━━━ Information provided

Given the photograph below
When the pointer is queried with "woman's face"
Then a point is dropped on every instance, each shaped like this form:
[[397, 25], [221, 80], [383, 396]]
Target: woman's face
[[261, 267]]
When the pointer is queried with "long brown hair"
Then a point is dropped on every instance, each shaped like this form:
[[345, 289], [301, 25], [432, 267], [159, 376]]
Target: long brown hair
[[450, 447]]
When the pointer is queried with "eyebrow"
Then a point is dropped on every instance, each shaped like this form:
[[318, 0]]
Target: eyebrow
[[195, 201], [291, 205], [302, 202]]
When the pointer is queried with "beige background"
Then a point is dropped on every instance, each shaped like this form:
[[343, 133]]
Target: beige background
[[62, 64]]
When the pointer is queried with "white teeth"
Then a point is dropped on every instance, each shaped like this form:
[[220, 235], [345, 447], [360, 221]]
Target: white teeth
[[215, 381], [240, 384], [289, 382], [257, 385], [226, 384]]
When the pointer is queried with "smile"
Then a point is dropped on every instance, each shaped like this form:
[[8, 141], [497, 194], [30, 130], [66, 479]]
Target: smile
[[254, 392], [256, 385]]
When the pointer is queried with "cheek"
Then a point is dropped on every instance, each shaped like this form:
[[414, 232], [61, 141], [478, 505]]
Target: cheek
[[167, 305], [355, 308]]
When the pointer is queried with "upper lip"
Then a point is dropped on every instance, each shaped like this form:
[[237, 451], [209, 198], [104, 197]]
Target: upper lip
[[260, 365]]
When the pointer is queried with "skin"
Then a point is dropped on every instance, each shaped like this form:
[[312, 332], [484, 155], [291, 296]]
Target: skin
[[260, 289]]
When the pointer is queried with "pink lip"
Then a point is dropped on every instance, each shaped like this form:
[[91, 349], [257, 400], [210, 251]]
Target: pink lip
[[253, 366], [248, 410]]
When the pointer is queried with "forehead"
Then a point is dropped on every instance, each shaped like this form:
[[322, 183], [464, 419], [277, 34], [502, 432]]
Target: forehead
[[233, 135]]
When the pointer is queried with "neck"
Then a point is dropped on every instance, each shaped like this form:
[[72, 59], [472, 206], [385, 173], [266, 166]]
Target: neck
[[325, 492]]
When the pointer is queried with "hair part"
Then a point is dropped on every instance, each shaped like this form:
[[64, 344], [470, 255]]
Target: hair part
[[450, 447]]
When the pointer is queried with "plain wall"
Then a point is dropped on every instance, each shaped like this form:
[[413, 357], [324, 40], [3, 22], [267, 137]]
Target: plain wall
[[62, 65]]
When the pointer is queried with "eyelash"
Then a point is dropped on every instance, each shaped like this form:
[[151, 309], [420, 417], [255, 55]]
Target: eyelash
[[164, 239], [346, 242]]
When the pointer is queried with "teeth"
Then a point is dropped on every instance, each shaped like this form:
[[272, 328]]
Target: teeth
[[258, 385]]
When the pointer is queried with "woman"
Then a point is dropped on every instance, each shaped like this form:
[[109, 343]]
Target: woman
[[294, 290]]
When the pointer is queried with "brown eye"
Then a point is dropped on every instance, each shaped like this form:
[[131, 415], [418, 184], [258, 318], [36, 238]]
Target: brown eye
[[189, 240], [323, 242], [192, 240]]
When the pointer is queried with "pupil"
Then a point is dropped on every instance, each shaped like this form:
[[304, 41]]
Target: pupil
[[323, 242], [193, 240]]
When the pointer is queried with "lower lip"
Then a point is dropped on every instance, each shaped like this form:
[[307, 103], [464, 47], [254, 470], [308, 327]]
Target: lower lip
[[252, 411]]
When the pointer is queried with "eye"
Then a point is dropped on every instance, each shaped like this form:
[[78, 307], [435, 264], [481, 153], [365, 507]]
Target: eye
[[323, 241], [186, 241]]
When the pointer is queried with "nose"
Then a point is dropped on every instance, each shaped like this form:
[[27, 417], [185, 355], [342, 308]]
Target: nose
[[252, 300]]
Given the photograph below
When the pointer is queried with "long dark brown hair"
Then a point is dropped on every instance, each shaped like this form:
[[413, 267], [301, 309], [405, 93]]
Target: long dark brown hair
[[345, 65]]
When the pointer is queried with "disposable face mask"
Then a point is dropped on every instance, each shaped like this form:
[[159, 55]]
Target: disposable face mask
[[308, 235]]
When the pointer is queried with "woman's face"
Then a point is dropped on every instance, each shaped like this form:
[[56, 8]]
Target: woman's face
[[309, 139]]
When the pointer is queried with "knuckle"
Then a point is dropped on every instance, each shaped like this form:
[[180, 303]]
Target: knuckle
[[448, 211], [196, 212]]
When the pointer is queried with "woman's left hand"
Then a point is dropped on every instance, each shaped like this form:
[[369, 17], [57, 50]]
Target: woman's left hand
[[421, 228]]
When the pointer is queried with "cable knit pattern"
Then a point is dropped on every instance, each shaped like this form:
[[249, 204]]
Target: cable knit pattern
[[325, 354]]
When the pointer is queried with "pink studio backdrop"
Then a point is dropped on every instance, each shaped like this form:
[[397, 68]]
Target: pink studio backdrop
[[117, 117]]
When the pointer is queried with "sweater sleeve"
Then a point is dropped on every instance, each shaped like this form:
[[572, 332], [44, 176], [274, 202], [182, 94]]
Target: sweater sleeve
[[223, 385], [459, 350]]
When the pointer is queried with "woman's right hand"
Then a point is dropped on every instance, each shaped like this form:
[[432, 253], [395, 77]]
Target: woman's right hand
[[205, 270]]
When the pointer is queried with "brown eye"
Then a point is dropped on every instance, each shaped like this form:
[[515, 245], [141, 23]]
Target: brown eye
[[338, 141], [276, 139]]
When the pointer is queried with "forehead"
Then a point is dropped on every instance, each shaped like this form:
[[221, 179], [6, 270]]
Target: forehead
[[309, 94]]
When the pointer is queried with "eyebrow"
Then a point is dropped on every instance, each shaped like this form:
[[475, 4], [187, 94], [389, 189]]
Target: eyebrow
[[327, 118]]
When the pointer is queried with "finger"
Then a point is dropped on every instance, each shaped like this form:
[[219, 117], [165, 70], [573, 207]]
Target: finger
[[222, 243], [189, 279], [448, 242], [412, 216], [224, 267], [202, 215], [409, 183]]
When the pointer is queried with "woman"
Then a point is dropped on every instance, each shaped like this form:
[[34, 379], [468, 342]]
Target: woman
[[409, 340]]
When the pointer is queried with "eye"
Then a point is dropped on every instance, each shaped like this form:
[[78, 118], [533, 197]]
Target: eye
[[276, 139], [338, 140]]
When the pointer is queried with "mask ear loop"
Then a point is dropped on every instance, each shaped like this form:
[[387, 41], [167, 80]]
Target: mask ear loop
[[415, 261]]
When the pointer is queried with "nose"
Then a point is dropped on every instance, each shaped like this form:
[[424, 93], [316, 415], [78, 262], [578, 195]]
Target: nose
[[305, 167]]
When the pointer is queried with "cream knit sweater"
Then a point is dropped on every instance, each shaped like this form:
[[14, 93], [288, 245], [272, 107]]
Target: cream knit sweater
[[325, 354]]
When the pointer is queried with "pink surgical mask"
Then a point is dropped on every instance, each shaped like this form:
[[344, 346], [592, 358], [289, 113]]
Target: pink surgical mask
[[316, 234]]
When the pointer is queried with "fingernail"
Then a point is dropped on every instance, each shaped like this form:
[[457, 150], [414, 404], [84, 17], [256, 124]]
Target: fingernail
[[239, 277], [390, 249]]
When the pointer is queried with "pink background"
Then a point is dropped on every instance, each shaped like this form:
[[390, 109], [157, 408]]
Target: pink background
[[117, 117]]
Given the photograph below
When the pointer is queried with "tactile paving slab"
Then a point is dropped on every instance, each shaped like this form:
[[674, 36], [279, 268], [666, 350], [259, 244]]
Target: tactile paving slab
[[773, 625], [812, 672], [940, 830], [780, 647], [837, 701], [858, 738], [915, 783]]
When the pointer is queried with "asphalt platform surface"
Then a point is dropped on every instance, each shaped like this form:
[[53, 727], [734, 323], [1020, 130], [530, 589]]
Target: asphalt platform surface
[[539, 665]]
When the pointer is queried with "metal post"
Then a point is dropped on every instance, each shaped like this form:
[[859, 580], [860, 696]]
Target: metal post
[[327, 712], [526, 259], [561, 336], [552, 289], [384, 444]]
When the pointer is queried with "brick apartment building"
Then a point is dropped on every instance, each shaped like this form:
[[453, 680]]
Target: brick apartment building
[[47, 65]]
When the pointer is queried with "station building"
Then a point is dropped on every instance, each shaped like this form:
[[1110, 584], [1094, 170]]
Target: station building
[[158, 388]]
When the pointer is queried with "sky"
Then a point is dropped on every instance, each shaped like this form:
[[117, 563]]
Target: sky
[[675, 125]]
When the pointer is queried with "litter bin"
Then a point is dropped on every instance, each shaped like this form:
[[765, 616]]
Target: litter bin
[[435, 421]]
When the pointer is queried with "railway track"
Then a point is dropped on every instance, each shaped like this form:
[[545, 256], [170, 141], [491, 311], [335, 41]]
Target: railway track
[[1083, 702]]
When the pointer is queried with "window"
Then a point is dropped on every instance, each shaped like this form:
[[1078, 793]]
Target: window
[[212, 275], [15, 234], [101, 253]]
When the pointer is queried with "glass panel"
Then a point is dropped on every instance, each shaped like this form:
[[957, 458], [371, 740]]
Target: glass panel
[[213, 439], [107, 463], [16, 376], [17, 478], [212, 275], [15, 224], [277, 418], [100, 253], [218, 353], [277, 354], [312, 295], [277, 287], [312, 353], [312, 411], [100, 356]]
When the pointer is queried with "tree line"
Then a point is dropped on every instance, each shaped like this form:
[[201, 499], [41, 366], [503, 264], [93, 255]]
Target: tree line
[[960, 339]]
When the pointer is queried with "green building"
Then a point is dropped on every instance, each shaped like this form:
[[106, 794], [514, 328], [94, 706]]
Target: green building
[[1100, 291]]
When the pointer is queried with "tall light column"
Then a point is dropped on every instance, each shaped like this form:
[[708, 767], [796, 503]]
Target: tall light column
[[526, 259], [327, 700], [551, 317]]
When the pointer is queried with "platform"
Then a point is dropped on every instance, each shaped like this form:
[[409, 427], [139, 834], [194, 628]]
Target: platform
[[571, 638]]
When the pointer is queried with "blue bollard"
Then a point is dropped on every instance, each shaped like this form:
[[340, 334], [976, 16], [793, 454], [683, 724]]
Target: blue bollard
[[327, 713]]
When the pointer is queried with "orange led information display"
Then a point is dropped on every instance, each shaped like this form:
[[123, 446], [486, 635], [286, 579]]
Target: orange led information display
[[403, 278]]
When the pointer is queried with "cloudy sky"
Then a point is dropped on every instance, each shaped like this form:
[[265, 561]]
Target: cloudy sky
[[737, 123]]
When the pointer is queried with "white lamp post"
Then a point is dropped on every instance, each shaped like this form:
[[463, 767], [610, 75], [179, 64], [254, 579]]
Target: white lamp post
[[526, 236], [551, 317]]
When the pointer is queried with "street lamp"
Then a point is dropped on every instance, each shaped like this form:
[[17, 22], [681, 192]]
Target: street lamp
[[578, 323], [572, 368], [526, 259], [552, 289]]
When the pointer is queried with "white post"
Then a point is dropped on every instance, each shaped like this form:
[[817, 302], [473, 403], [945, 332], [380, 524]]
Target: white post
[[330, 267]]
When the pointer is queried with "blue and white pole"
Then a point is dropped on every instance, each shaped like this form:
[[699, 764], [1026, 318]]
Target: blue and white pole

━━━━━━

Extract each line of the items above that contains the string "paving".

▸ Finished answer:
When the pointer is queried with "tactile paving slab"
Target: tactile paving slab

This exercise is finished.